*Task instructions:*
Return the records, each one exactly as written.

*Given data:*
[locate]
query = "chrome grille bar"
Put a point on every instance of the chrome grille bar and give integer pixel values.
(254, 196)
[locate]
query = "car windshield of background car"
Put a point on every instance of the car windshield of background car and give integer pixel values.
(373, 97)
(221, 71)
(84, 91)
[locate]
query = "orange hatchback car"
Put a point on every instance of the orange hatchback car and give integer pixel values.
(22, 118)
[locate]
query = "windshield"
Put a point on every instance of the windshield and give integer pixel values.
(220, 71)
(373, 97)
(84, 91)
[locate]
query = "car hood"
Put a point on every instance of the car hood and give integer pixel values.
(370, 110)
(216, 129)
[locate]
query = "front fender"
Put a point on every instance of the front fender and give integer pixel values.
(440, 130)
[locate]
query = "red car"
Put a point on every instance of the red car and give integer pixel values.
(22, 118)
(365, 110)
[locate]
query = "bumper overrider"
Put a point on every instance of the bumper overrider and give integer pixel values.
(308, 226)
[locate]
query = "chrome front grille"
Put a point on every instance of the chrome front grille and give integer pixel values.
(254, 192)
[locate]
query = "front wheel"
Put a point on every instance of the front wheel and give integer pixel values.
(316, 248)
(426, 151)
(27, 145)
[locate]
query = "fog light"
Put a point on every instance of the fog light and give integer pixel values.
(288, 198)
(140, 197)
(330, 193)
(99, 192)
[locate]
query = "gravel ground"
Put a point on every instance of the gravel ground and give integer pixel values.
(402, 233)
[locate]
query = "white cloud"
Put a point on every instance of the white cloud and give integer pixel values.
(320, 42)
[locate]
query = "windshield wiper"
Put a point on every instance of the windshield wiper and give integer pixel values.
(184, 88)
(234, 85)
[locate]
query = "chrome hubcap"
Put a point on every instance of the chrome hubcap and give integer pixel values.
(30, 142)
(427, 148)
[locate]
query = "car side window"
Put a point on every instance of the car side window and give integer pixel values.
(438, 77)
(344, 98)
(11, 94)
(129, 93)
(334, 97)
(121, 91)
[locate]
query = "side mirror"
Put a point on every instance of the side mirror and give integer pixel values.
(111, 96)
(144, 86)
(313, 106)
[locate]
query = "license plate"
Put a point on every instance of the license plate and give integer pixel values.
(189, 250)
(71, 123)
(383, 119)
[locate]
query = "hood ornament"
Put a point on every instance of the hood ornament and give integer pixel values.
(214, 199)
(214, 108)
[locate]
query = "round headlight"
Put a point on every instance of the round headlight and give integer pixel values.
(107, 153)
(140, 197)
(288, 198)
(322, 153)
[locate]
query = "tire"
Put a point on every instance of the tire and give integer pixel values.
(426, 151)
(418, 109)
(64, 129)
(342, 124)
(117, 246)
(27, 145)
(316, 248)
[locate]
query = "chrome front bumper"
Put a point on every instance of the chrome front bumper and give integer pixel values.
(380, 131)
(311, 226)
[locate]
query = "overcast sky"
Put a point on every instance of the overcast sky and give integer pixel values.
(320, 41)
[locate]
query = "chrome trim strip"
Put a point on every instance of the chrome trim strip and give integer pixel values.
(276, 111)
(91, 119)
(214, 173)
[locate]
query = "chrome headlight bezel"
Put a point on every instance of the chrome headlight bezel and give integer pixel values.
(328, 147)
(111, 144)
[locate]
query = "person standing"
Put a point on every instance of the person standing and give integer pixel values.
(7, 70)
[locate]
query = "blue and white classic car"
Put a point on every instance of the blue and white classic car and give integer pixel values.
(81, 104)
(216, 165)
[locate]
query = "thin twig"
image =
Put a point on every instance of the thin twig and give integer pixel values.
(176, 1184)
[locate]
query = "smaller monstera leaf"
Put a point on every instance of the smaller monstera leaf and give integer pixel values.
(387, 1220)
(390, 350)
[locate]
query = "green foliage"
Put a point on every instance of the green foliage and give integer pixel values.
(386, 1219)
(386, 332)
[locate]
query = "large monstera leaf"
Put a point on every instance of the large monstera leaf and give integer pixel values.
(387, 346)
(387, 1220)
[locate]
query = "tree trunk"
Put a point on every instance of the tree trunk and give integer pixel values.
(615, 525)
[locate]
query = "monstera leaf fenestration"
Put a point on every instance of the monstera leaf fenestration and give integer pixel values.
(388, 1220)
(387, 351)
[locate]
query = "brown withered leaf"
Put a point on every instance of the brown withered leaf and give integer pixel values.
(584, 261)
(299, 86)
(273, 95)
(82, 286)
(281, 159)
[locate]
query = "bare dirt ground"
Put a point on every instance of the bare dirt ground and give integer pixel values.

*Answer to the task:*
[locate]
query = "chrome grille bar"
Put a point on every instance of the chrome grille bar and give integer pixel values.
(254, 196)
[locate]
query = "car windshield of background car"
Put a point on every instance of the car windshield of background car and give integer pixel values.
(373, 97)
(221, 71)
(84, 91)
[locate]
query = "orange hatchback car"
Put a point on every instance of the orange hatchback car and give integer pixel values.
(22, 118)
[locate]
query = "windshield"
Put a point on every instance of the windshield and give integer pixel values.
(220, 71)
(373, 97)
(84, 91)
[locate]
query = "car hood"
Put a point on every instance of the car hood and give integer pixel values.
(370, 110)
(216, 129)
[locate]
query = "front fender"
Put a point on every instance of the front fender and give integer pixel values.
(440, 130)
[locate]
query = "red car"
Put a point on every instance of the red car and give integer pixel values.
(22, 118)
(365, 110)
[locate]
query = "bumper overrider"
Put a point on every instance of the bumper overrider and give integer pixel values.
(308, 226)
[locate]
query = "chrome front grille"
Put a point on every instance of the chrome front grille and give integer pixel values.
(254, 192)
[locate]
query = "front wheel"
Put a point on every instance of the front wheel and give integer pixel values.
(316, 248)
(426, 151)
(27, 145)
[locate]
query = "fog light"
Put a point on every instance of the fog light and give integer pixel values.
(288, 198)
(140, 197)
(330, 193)
(99, 192)
[locate]
query = "gravel ground"
Put a point on every instance of the gravel ground and give integer pixel values.
(402, 233)
[locate]
query = "white cloud"
Put a point on every instance of the white cloud and give integer pixel values.
(320, 42)
[locate]
query = "windshield wiper"
Put a point on every instance of the windshield wiper and give integer pixel values.
(184, 88)
(234, 85)
[locate]
query = "chrome hubcap"
Put a point on every instance of the chrome hubcap and give integer pixel values.
(30, 142)
(427, 148)
[locate]
query = "car side window"
Put a point on every instance of the car side window and give integer pixel values.
(438, 77)
(344, 98)
(11, 94)
(129, 93)
(334, 97)
(121, 91)
[locate]
query = "side mirror"
Put a point on every instance of the side mirror and give integer pixel values.
(111, 96)
(144, 86)
(313, 106)
[locate]
query = "license plate"
Put a point on every instance of the license plate and give integer pixel values.
(189, 250)
(71, 123)
(383, 119)
[locate]
query = "hood ornament"
Put a point on every instance of the hood ornament and give integer pixel values.
(214, 199)
(214, 108)
[locate]
query = "round headlight"
Put a point on every instance of the round headlight and give integer pixel values.
(107, 153)
(140, 197)
(288, 198)
(322, 153)
[locate]
query = "tire"
Put a point on every instance of the tire and give integer pixel values.
(426, 151)
(418, 109)
(64, 129)
(342, 124)
(117, 246)
(27, 145)
(316, 248)
[locate]
query = "chrome front bumper"
Put a point on every instance of the chrome front bumper and give integer pixel values.
(380, 131)
(311, 226)
[locate]
query = "overcast sky"
Put a point on every instance of the overcast sky and give integer pixel values.
(320, 41)
[locate]
query = "chrome trim strip"
Put a point on every instance of the chrome trim strip and give integer pixel values.
(276, 111)
(91, 119)
(214, 173)
[locate]
query = "chrome headlight bezel"
Put a point on every instance of the chrome headlight bezel and give integer pixel values.
(328, 147)
(111, 144)
[locate]
query = "person standing"
Put a point on every instance of the person standing and give integer pixel values.
(7, 70)
[locate]
query = "blue and white classic car"
Put a point on every instance of the blue and white classic car and give integer pixel values.
(81, 104)
(216, 165)
[locate]
query = "thin twig"
image =
Put a point on every instance of the thin twig and give integer pixel values.
(176, 1184)
[locate]
query = "smaller monstera leaf"
Put a point on every instance of the smaller monstera leaf and give integer pixel values.
(387, 1220)
(390, 350)
[locate]
query = "green foliage"
Put a point on every instance of the green foliage and give integer pixel values.
(386, 1219)
(386, 332)
[locate]
query = "large monstera leaf"
Put a point on every instance of the large monstera leaf and give integer pixel values.
(387, 346)
(387, 1220)
[locate]
query = "tree trunk"
Put a point on every instance of the tree trunk and give integer pixel values.
(615, 525)
[locate]
query = "monstera leaf fenestration"
Put a point on every instance of the monstera leaf fenestration and give integer pixel values.
(388, 1220)
(387, 351)
[locate]
query = "brown withered leaf"
Put a point on every instance of the brown withered leaf and give integer pixel values.
(584, 261)
(299, 86)
(273, 95)
(82, 286)
(281, 159)
[locate]
query = "bare dirt ground"
Put a point on every instance of the bare dirt ground and give integer pixel values.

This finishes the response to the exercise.